++++ Data provided ++++

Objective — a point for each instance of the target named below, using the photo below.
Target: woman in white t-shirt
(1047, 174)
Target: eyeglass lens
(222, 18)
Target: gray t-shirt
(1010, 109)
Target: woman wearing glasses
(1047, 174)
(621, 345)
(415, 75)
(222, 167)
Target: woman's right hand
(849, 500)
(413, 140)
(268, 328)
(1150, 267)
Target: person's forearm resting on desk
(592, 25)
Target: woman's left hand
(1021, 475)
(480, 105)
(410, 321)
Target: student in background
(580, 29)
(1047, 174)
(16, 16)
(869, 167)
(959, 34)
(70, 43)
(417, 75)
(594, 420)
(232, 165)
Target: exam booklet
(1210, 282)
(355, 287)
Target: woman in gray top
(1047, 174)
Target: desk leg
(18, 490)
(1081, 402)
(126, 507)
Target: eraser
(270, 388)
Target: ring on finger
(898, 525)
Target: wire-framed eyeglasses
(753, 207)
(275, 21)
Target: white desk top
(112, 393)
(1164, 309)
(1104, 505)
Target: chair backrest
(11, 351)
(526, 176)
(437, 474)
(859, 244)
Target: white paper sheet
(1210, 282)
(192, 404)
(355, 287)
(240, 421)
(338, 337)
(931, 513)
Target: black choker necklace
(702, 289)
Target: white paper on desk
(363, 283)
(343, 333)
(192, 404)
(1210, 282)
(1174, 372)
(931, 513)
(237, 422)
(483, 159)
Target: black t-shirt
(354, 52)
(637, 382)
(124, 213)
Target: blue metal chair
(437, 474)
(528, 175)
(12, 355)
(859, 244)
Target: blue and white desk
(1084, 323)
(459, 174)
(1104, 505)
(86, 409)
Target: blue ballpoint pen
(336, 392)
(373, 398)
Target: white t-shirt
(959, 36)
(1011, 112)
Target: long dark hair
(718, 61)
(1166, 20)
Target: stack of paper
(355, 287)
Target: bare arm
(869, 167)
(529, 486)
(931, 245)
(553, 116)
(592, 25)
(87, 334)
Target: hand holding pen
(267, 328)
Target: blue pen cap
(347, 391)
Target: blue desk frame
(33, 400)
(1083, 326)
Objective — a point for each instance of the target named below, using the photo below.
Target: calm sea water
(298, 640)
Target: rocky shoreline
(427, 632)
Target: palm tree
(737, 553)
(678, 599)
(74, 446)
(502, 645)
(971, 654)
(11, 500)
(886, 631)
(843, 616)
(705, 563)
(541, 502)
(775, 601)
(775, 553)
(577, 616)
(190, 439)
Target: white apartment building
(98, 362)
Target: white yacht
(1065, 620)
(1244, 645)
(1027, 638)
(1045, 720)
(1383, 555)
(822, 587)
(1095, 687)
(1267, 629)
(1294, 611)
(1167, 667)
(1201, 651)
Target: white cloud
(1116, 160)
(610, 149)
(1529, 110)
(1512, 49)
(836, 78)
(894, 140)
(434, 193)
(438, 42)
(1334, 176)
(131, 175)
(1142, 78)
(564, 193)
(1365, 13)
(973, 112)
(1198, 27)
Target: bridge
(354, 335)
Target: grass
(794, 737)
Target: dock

++++

Task to complete |
Reproduce all of the material above line for line, with no changes.

Task output |
Objective — a point for each instance of the target named below, using the photo below.
Target: woman in white t-shirt
(1047, 174)
Target: eyeglass lens
(222, 18)
Target: gray t-shirt
(1010, 109)
Target: woman wearing glasses
(1047, 174)
(621, 345)
(415, 75)
(222, 167)
Target: woman's right hand
(849, 500)
(413, 140)
(268, 328)
(1150, 267)
Target: person's forearm resting on desk
(592, 25)
Target: woman's left hand
(1021, 475)
(480, 105)
(410, 321)
Target: student in background
(580, 29)
(1047, 174)
(16, 16)
(869, 167)
(959, 34)
(70, 43)
(417, 75)
(594, 420)
(232, 165)
Target: exam booklet
(1210, 282)
(355, 287)
Target: woman in gray top
(1047, 174)
Target: desk leg
(18, 490)
(1081, 402)
(126, 507)
Target: eraser
(270, 388)
Target: ring on finger
(898, 525)
Target: wire-framed eyeglasses
(753, 207)
(275, 21)
Target: white desk top
(112, 393)
(1164, 309)
(1104, 505)
Target: chair backrest
(11, 351)
(526, 176)
(437, 474)
(859, 244)
Target: white paper sheet
(1210, 282)
(192, 404)
(355, 287)
(240, 421)
(338, 337)
(931, 513)
Target: black choker necklace
(702, 289)
Target: white paper on desk
(363, 283)
(343, 333)
(192, 404)
(1210, 282)
(1174, 372)
(931, 513)
(237, 422)
(483, 159)
Target: black t-shirt
(354, 52)
(637, 382)
(124, 213)
Target: blue metal chair
(437, 474)
(528, 175)
(12, 355)
(859, 244)
Target: blue and white desk
(1084, 323)
(459, 174)
(1104, 505)
(86, 409)
Target: blue ballpoint pen
(336, 392)
(373, 398)
Target: white t-shirt
(959, 36)
(1011, 112)
Target: long dark hair
(718, 61)
(1166, 20)
Target: stack of paper
(355, 287)
Target: bare arm
(869, 167)
(529, 486)
(931, 245)
(553, 116)
(592, 25)
(87, 334)
Target: hand holding pen
(267, 328)
Target: blue pen cap
(347, 391)
Target: blue desk frame
(33, 400)
(1083, 326)
Objective — a point for each instance of the target named below, using the photo below.
Target: calm sea water
(298, 640)
Target: rocky shoreline
(427, 632)
Target: palm tree
(737, 553)
(678, 599)
(74, 446)
(502, 645)
(971, 654)
(11, 500)
(886, 631)
(843, 616)
(705, 563)
(541, 502)
(775, 601)
(775, 553)
(577, 616)
(190, 439)
Target: white apartment building
(98, 362)
Target: white yacht
(1065, 620)
(1244, 645)
(1027, 638)
(1045, 720)
(1383, 555)
(822, 587)
(1095, 687)
(1267, 629)
(1294, 611)
(1167, 667)
(1201, 651)
Target: white cloud
(1116, 160)
(610, 149)
(1529, 110)
(1512, 49)
(836, 78)
(894, 140)
(434, 193)
(438, 42)
(1334, 176)
(131, 175)
(1142, 78)
(564, 193)
(1365, 13)
(973, 112)
(1198, 27)
Target: bridge
(354, 335)
Target: grass
(794, 737)
Target: dock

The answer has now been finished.